* [Stated problem 1] Which bit lengths does the SHA1 collision thread mention? Give each distinct value once.
* [Stated problem 2] Can you transcribe the SHA1 collision thread word for word, everything from "Frustrating isn't the" down to "Typical brute-force issue."?

+++ Source

So, I have managed to get a 52 bit collision for a SHA1 but after three days of brute forcing, I am unable to get a 60 bit collision.

My question is simple, how should I approach this?

I am currently using a random hex code of about 15 bits and randomly alternating between these digits. I then get the 60bit SHA1 for this and then check if its in my array. If it is I display the matching SHA1 values and the hex strings which generated them.

Frustrating isn't the word at the moment so any guidance or help will be greatly received.

  • $\begingroup$ How long did the 52 bit collision take to find? If you are just using brute force, it should take a proportionate amount of time to find a different size collision. $\endgroup$
    – Ella Rose
    Commented Oct 30, 2016 at 22:12
  • $\begingroup$ @EllaRose it took me about 15 minutes. It seems I am now running out of memory before computing the end answer which is bizarre $\endgroup$ Commented Oct 30, 2016 at 22:52

2 Answers 2


It seems I am now running out of memory before computing the end answer which is bizarre

Typical brute-force issue.

Here’s a hint: do NOT store results in arrays as that’s most probably what’s currently causing you to run out of memory. Look at the numbers: if we would assume no collisions, you’ld need your array (read: memory allocation) to hold up to $2^{60}$ elements to store all 60-bit results; and we’re not yet counting memory you need to run the OS, to run your code, and to store things like the random 15 bits hex codes you’re hashing.

++++++
+++ Data segment

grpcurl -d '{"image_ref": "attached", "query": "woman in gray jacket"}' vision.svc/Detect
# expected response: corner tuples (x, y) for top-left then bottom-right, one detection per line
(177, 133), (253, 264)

++++++

* [Finished answer 1] 52 bits, 60 bits, 15 bits

* [Finished answer 2]
Frustrating isn't the word at the moment so any guidance or help will be greatly received.

  • $\begingroup$ How long did the 52 bit collision take to find? If you are just using brute force, it should take a proportionate amount of time to find a different size collision. $\endgroup$
    – Ella Rose
    Commented Oct 30, 2016 at 22:12
  • $\begingroup$ @EllaRose it took me about 15 minutes. It seems I am now running out of memory before computing the end answer which is bizarre $\endgroup$ Commented Oct 30, 2016 at 22:52

2 Answers 2


It seems I am now running out of memory before computing the end answer which is bizarre

Typical brute-force issue.